(Records from a collection)
§ §
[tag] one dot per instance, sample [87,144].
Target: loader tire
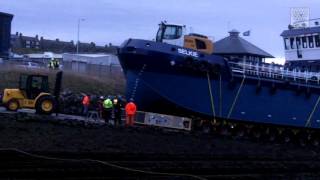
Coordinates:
[45,105]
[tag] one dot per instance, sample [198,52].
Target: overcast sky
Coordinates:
[116,20]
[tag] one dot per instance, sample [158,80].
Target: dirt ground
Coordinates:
[196,153]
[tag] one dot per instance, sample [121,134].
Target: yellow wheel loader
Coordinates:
[33,93]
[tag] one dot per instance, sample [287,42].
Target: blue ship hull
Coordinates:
[160,80]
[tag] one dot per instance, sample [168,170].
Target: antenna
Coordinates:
[300,17]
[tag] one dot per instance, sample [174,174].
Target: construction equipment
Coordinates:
[33,93]
[177,35]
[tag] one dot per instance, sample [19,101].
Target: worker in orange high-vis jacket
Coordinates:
[85,104]
[131,110]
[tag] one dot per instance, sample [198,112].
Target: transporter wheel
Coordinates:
[12,105]
[45,105]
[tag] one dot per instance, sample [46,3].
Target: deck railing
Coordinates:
[274,72]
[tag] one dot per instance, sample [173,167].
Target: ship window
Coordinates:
[317,40]
[298,42]
[304,42]
[286,43]
[159,34]
[310,39]
[200,44]
[172,32]
[292,43]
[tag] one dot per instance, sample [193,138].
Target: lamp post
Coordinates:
[79,20]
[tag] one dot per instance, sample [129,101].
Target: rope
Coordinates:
[308,123]
[133,93]
[101,162]
[220,96]
[236,98]
[211,97]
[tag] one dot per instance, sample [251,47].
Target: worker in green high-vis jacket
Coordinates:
[107,108]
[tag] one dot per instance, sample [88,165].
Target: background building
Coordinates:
[92,64]
[5,31]
[22,44]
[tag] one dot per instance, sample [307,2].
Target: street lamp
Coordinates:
[79,20]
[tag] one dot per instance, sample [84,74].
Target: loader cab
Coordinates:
[176,35]
[33,85]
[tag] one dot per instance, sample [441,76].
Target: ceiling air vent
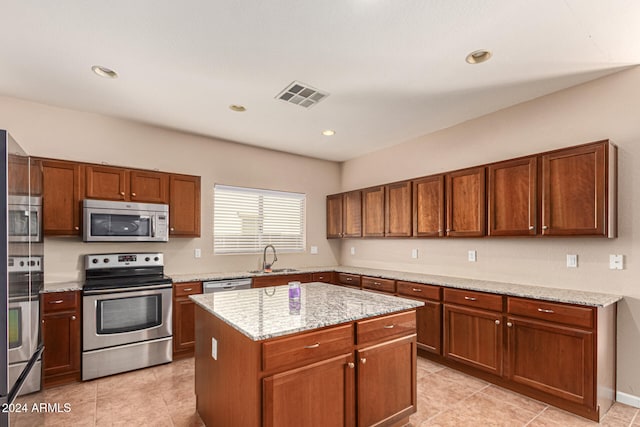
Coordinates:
[301,94]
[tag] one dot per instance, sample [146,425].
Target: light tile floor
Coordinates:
[163,396]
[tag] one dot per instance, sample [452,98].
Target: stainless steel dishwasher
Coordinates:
[226,285]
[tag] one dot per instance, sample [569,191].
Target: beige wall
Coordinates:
[605,108]
[65,134]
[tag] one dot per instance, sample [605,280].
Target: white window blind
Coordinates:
[245,220]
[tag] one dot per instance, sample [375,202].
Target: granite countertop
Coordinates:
[263,313]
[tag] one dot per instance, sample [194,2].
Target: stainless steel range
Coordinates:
[126,321]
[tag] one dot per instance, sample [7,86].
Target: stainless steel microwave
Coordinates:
[107,221]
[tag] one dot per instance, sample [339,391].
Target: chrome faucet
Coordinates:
[266,266]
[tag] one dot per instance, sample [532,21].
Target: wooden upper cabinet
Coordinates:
[62,192]
[184,205]
[428,206]
[334,216]
[149,186]
[512,188]
[114,183]
[466,202]
[578,196]
[373,212]
[352,214]
[397,210]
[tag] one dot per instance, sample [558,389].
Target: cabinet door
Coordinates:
[373,212]
[574,200]
[513,198]
[429,326]
[555,359]
[397,210]
[318,395]
[106,183]
[386,382]
[184,206]
[352,214]
[149,187]
[334,216]
[466,203]
[62,193]
[428,206]
[473,337]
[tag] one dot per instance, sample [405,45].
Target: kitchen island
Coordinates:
[335,357]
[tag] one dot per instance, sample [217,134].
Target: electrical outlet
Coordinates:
[616,262]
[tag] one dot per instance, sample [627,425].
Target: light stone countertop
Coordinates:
[263,313]
[571,296]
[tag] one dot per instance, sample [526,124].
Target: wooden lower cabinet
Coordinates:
[184,335]
[386,382]
[323,392]
[61,337]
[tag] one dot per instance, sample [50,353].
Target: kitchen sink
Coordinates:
[276,270]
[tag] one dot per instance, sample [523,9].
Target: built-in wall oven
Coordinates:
[127,321]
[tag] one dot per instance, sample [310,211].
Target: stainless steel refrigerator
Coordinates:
[21,269]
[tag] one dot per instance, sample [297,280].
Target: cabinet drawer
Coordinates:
[383,285]
[326,277]
[419,290]
[554,312]
[307,347]
[349,279]
[387,327]
[60,301]
[188,288]
[473,299]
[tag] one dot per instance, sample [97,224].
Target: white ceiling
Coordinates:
[394,69]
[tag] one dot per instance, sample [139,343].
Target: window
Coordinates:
[245,220]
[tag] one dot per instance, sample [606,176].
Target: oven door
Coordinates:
[123,316]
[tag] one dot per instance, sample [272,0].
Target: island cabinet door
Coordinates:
[387,382]
[318,395]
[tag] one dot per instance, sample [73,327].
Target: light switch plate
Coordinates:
[616,262]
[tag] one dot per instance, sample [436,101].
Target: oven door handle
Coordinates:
[119,290]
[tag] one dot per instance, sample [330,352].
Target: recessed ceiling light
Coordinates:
[104,72]
[478,56]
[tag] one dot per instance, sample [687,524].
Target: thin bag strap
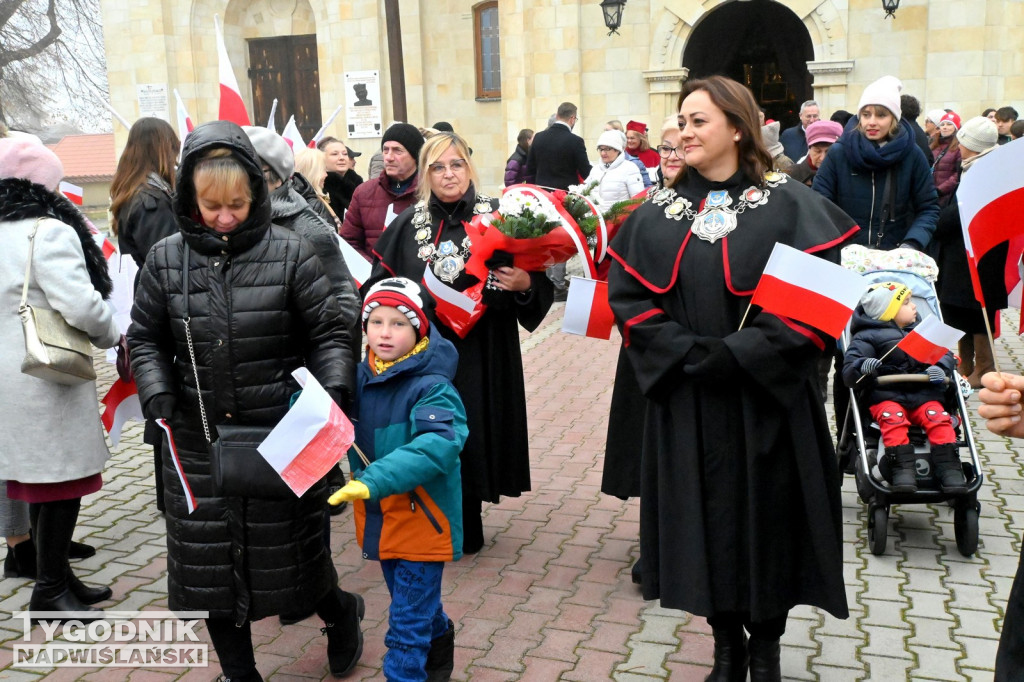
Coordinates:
[28,264]
[186,318]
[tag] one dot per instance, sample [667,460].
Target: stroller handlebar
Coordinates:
[908,378]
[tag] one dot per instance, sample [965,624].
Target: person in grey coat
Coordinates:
[52,449]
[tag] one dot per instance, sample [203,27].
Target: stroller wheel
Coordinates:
[878,528]
[966,514]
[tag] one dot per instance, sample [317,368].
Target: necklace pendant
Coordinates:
[450,267]
[711,225]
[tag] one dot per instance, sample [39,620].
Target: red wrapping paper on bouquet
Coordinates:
[532,254]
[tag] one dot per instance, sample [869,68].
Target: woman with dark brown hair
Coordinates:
[740,517]
[141,214]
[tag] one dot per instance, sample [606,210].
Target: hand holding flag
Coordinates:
[930,340]
[808,289]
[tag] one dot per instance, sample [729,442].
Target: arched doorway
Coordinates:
[761,43]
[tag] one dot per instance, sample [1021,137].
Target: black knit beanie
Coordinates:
[407,135]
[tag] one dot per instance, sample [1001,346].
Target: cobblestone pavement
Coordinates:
[550,597]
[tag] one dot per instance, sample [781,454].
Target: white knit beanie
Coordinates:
[885,92]
[273,151]
[611,138]
[978,134]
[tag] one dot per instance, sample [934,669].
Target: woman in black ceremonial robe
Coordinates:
[496,459]
[739,515]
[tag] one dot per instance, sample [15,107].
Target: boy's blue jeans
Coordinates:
[416,616]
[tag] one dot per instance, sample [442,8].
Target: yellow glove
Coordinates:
[352,491]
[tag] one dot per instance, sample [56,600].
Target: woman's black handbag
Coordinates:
[237,468]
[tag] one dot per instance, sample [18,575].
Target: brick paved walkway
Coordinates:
[550,597]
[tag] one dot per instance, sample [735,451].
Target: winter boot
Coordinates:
[20,561]
[52,592]
[983,359]
[440,657]
[965,348]
[86,594]
[765,666]
[344,636]
[730,654]
[948,469]
[904,469]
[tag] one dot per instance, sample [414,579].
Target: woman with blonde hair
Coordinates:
[311,165]
[431,235]
[225,310]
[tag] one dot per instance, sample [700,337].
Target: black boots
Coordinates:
[54,589]
[904,469]
[344,636]
[765,666]
[20,561]
[947,468]
[730,654]
[440,658]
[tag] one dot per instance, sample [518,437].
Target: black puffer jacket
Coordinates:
[261,306]
[873,338]
[290,210]
[147,218]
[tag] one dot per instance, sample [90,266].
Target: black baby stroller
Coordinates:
[871,463]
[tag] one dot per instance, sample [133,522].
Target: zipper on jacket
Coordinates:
[870,216]
[413,499]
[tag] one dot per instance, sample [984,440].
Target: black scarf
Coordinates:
[22,199]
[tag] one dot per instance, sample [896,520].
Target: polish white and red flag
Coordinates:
[358,266]
[990,199]
[292,135]
[185,124]
[72,192]
[120,405]
[587,310]
[457,309]
[232,108]
[311,437]
[808,289]
[185,487]
[930,340]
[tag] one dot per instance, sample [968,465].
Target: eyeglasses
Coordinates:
[457,166]
[665,152]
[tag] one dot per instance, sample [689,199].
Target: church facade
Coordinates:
[493,68]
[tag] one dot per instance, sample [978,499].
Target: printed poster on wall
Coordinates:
[363,103]
[153,100]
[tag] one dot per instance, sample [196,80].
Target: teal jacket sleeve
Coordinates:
[438,430]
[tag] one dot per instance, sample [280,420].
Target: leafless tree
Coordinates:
[51,64]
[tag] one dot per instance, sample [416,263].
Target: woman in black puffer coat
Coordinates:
[260,307]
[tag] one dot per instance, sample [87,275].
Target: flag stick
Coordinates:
[269,120]
[745,312]
[320,133]
[991,341]
[885,355]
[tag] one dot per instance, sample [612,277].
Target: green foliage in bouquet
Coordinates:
[525,225]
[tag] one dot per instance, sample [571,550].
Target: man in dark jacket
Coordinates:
[558,159]
[794,139]
[911,110]
[376,203]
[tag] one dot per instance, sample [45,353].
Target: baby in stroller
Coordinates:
[883,318]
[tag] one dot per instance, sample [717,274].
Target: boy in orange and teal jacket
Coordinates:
[408,493]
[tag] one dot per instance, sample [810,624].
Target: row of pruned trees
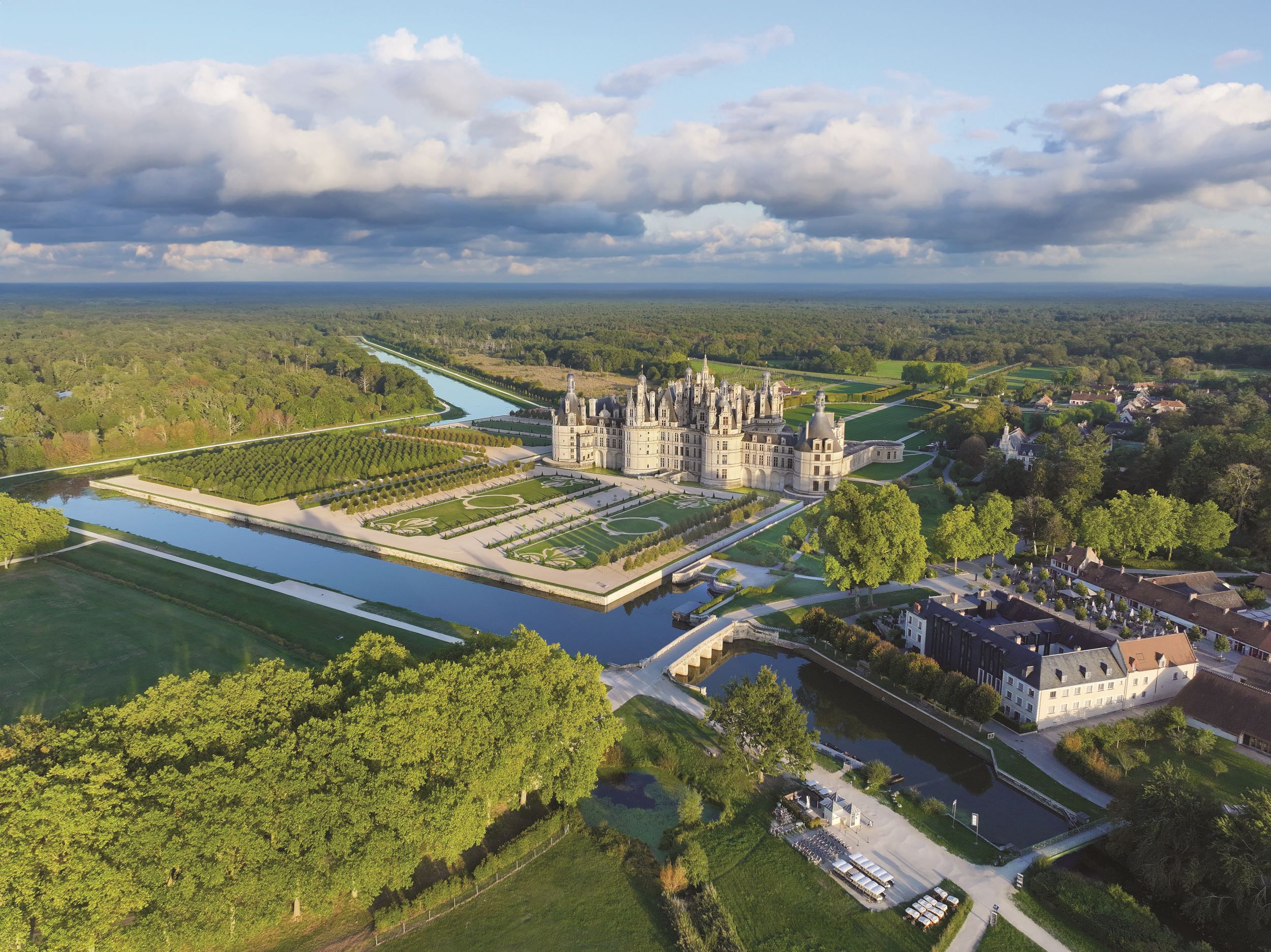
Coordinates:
[285,468]
[209,809]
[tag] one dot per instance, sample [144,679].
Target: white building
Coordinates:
[720,435]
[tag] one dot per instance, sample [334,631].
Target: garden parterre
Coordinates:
[457,511]
[583,546]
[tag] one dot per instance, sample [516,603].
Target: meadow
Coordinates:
[458,511]
[888,423]
[797,416]
[581,547]
[893,471]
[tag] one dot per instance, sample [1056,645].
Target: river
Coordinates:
[477,405]
[860,724]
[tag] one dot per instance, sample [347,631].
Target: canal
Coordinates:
[860,724]
[476,403]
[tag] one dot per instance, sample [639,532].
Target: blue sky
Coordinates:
[927,141]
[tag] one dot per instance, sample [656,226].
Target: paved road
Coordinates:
[918,864]
[336,602]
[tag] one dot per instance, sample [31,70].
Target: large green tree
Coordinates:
[27,529]
[206,809]
[957,536]
[763,720]
[871,537]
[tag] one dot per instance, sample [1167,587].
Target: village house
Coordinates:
[1188,599]
[1081,398]
[1237,711]
[1016,444]
[1046,669]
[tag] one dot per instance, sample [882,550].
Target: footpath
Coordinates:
[337,602]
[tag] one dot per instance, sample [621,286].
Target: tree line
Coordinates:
[209,809]
[96,384]
[28,531]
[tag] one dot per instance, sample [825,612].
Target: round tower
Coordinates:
[721,454]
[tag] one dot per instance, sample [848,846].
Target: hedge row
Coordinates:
[458,434]
[374,499]
[660,543]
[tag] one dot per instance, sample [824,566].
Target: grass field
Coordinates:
[478,505]
[888,423]
[797,416]
[85,640]
[580,547]
[1006,937]
[894,471]
[764,548]
[573,898]
[1244,773]
[525,430]
[312,628]
[844,607]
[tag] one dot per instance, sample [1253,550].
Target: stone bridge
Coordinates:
[705,643]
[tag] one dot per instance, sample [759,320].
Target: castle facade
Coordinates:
[718,435]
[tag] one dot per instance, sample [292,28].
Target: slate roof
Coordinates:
[1198,610]
[1071,668]
[1255,673]
[1229,706]
[1158,653]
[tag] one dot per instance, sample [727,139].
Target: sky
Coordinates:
[650,143]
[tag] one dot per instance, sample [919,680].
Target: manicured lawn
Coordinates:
[891,367]
[581,546]
[932,504]
[888,423]
[478,505]
[845,607]
[1020,767]
[764,548]
[529,434]
[781,902]
[894,471]
[74,640]
[304,627]
[571,898]
[1006,937]
[1244,773]
[797,416]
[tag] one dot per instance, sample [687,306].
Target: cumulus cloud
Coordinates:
[640,78]
[415,156]
[1237,57]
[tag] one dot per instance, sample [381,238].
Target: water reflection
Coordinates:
[857,722]
[618,637]
[476,403]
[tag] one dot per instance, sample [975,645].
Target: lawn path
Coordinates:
[337,602]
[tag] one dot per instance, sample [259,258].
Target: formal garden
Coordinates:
[596,541]
[458,511]
[285,468]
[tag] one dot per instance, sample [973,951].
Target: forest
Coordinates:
[101,383]
[207,809]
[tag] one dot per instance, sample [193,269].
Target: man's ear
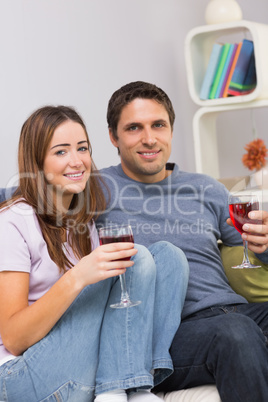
§ §
**TASK DIRECTIONS**
Rewrite the part of the entries above that opens with the line containing "[tag] one dot per instance, sample [973,951]." and closes at the end of the entries, keeping every line including the requests, and shift each coordinate by adding 54 to both of its numbers without changing any number in the requests or their samples. Leave the pictures out.

**FULL OUTPUT**
[tag] one dot per instance, sample [973,951].
Target: forest
Coordinates:
[155,437]
[261,863]
[tag] one dot per instance, sample [193,269].
Target: man's ear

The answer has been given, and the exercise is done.